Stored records
============================================================

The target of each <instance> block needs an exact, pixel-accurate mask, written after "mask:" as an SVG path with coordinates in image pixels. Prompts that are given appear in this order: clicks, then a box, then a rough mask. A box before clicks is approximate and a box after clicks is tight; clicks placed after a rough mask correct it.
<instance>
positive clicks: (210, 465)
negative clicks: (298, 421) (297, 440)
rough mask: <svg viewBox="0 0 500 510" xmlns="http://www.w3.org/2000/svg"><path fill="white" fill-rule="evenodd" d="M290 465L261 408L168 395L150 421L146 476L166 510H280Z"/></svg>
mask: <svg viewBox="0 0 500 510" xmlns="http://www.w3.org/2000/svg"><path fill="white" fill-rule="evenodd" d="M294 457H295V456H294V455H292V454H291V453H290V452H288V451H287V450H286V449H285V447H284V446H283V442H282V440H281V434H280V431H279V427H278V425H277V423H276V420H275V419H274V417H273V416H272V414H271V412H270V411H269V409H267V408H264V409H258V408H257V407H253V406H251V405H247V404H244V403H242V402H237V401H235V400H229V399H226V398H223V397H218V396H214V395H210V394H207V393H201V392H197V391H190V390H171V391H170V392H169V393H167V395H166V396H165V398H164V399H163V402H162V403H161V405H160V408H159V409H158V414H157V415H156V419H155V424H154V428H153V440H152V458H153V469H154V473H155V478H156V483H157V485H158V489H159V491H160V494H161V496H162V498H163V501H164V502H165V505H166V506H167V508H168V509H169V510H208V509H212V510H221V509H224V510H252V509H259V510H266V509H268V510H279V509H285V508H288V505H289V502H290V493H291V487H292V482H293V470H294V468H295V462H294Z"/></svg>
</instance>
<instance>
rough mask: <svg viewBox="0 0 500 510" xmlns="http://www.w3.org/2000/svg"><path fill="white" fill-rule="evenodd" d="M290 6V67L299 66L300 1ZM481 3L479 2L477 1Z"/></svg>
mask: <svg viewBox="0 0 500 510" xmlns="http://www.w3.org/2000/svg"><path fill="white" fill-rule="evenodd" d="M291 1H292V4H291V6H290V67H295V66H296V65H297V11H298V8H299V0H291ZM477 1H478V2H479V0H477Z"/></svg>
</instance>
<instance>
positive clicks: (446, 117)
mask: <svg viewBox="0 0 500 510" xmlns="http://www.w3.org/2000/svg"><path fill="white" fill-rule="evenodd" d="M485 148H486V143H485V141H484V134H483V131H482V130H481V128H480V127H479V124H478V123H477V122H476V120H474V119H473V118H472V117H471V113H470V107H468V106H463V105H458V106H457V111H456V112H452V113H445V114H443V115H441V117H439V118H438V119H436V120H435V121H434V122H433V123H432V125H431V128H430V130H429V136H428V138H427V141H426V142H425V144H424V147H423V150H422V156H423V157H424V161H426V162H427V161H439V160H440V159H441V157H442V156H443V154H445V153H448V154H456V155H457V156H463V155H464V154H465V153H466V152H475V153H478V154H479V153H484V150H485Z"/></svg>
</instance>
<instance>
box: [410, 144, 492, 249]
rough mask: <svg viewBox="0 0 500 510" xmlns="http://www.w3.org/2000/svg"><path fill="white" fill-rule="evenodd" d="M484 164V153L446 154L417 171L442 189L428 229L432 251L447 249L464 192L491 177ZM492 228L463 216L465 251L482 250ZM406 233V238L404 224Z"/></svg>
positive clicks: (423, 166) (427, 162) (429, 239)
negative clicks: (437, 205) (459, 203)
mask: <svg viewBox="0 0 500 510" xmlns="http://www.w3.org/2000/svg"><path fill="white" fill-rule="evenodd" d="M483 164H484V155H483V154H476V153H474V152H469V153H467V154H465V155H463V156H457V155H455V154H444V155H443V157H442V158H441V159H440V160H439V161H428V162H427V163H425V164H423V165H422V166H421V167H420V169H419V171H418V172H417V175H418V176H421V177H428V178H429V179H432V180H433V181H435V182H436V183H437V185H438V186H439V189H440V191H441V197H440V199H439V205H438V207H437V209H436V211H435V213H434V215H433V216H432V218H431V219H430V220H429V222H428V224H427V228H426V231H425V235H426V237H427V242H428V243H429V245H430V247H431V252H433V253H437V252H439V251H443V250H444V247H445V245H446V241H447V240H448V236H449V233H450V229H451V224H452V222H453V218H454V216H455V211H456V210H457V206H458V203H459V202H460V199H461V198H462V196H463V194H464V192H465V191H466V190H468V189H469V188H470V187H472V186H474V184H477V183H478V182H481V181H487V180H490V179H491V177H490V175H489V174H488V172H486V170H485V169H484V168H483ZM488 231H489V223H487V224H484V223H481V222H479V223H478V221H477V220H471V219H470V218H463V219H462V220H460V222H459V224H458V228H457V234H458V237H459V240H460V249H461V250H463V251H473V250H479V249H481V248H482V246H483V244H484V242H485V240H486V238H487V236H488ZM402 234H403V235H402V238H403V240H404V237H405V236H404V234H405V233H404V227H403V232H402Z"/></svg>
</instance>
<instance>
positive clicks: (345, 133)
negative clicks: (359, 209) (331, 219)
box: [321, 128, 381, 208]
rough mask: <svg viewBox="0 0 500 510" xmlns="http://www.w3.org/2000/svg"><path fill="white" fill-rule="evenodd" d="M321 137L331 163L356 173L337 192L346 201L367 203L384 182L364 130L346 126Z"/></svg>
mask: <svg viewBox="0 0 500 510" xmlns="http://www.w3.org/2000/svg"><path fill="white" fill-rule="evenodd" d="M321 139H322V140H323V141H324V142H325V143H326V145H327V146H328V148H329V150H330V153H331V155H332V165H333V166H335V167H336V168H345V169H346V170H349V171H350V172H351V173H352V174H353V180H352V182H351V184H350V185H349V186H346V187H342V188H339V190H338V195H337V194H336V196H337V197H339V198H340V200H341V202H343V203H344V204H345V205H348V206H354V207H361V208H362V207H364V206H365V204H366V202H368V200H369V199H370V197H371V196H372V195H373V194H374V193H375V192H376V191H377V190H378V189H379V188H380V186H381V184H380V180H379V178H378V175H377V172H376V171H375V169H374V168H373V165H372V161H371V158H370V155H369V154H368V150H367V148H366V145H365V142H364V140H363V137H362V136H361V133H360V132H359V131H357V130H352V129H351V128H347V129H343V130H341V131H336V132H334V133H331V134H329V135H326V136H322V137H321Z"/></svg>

============================================================

- _Problem_: Copy all of the items above word for word, keeping every line unchanged.

- _Answer space_:
The target of each <instance> block needs an exact, pixel-accurate mask, written after "mask:" as an SVG path with coordinates in image pixels. Prompts that are given appear in this order: clicks, then a box, then a rough mask. A box before clicks is approximate and a box after clicks is tight; clicks placed after a rough mask correct it.
<instance>
positive clicks: (210, 465)
negative clicks: (298, 421) (297, 440)
rough mask: <svg viewBox="0 0 500 510" xmlns="http://www.w3.org/2000/svg"><path fill="white" fill-rule="evenodd" d="M290 465L261 408L168 395L150 421L146 476L166 510H280Z"/></svg>
mask: <svg viewBox="0 0 500 510" xmlns="http://www.w3.org/2000/svg"><path fill="white" fill-rule="evenodd" d="M294 457H295V456H294V455H292V454H291V453H290V452H288V451H287V450H286V449H285V447H284V446H283V442H282V440H281V434H280V431H279V427H278V425H277V423H276V420H275V419H274V417H273V416H272V414H271V412H270V411H269V409H267V408H264V409H258V408H257V407H253V406H251V405H247V404H244V403H242V402H237V401H235V400H229V399H226V398H223V397H218V396H214V395H210V394H207V393H201V392H197V391H190V390H171V391H170V392H169V393H167V395H166V396H165V398H164V399H163V402H162V403H161V405H160V408H159V409H158V414H157V415H156V419H155V424H154V428H153V440H152V458H153V469H154V473H155V478H156V483H157V485H158V489H159V491H160V494H161V496H162V498H163V501H164V502H165V505H166V506H167V508H168V509H169V510H208V509H212V510H221V509H224V510H252V509H259V510H266V509H268V510H279V509H285V508H288V505H289V502H290V493H291V487H292V482H293V470H294V468H295V462H294Z"/></svg>
</instance>
<instance>
rough mask: <svg viewBox="0 0 500 510" xmlns="http://www.w3.org/2000/svg"><path fill="white" fill-rule="evenodd" d="M290 6V67L299 66L300 1ZM481 3L479 2L477 1Z"/></svg>
mask: <svg viewBox="0 0 500 510" xmlns="http://www.w3.org/2000/svg"><path fill="white" fill-rule="evenodd" d="M291 1H292V4H291V6H290V67H295V66H296V65H297V11H298V8H299V0H291ZM477 1H478V2H479V0H477Z"/></svg>
</instance>
<instance>
positive clicks: (446, 117)
mask: <svg viewBox="0 0 500 510" xmlns="http://www.w3.org/2000/svg"><path fill="white" fill-rule="evenodd" d="M485 148H486V143H485V141H484V134H483V131H482V130H481V128H480V127H479V124H478V123H477V122H476V120H474V119H473V118H472V117H471V113H470V107H468V106H463V105H458V106H457V111H456V112H452V113H445V114H443V115H441V117H439V118H438V119H436V120H435V121H434V122H433V123H432V125H431V128H430V130H429V136H428V138H427V141H426V142H425V144H424V147H423V150H422V156H423V157H424V161H426V162H427V161H439V160H440V159H441V157H442V156H443V154H445V153H448V154H456V155H457V156H463V155H464V154H465V153H466V152H475V153H478V154H479V153H484V150H485Z"/></svg>
</instance>
<instance>
box: [410, 144, 492, 249]
rough mask: <svg viewBox="0 0 500 510" xmlns="http://www.w3.org/2000/svg"><path fill="white" fill-rule="evenodd" d="M484 164V153L446 154L417 171L442 189L428 229L432 251L447 249L464 192L491 177ZM492 228L463 216L465 251L482 250ZM406 233V238L404 224Z"/></svg>
positive clicks: (423, 166) (427, 162) (429, 239)
negative clicks: (437, 205) (459, 203)
mask: <svg viewBox="0 0 500 510" xmlns="http://www.w3.org/2000/svg"><path fill="white" fill-rule="evenodd" d="M483 164H484V155H483V154H476V153H474V152H469V153H467V154H465V155H463V156H457V155H455V154H444V155H443V157H442V158H441V159H440V160H439V161H428V162H427V163H425V164H423V165H422V166H421V167H420V169H419V171H418V172H417V175H418V176H421V177H428V178H429V179H432V180H433V181H435V182H436V183H437V185H438V186H439V189H440V191H441V197H440V199H439V205H438V207H437V209H436V211H435V213H434V215H433V216H432V218H431V219H430V220H429V222H428V224H427V228H426V231H425V235H426V237H427V242H428V243H429V245H430V247H431V252H433V253H437V252H439V251H443V250H444V247H445V245H446V241H447V240H448V236H449V233H450V229H451V224H452V222H453V218H454V216H455V211H456V210H457V206H458V203H459V202H460V199H461V198H462V196H463V194H464V192H465V191H466V190H468V189H469V188H470V187H472V186H474V184H477V183H478V182H481V181H487V180H490V179H491V177H490V175H489V174H488V172H486V170H485V169H484V168H483ZM488 231H489V223H487V224H484V223H481V222H479V223H478V221H477V220H471V219H470V218H463V219H462V220H460V222H459V224H458V228H457V234H458V237H459V240H460V249H461V250H463V251H473V250H479V249H481V248H482V246H483V244H484V242H485V240H486V238H487V236H488ZM402 234H403V235H402V238H403V240H404V237H405V236H404V234H405V233H404V227H403V232H402Z"/></svg>
</instance>
<instance>
positive clicks: (345, 133)
negative clicks: (359, 209) (331, 219)
box: [321, 128, 381, 208]
rough mask: <svg viewBox="0 0 500 510" xmlns="http://www.w3.org/2000/svg"><path fill="white" fill-rule="evenodd" d="M321 137L331 163L356 173L337 192L346 201L367 203L384 182L364 130L346 126Z"/></svg>
mask: <svg viewBox="0 0 500 510" xmlns="http://www.w3.org/2000/svg"><path fill="white" fill-rule="evenodd" d="M321 139H322V140H323V141H324V142H325V143H326V145H327V146H328V148H329V150H330V153H331V155H332V165H333V166H335V167H336V168H345V169H346V170H349V171H350V172H351V173H352V174H353V180H352V182H351V184H350V185H349V186H346V187H342V188H339V190H338V195H337V194H336V196H337V197H339V198H340V200H341V202H343V203H344V204H345V205H348V206H354V207H361V208H362V207H364V206H365V204H366V202H368V200H369V199H370V197H371V196H372V195H373V194H374V193H375V192H376V191H377V190H378V189H379V188H380V186H381V184H380V180H379V178H378V175H377V172H376V171H375V169H374V168H373V165H372V161H371V158H370V155H369V154H368V150H367V148H366V145H365V142H364V140H363V137H362V136H361V133H360V132H359V131H357V130H352V129H351V128H347V129H343V130H341V131H336V132H334V133H331V134H329V135H326V136H322V137H321Z"/></svg>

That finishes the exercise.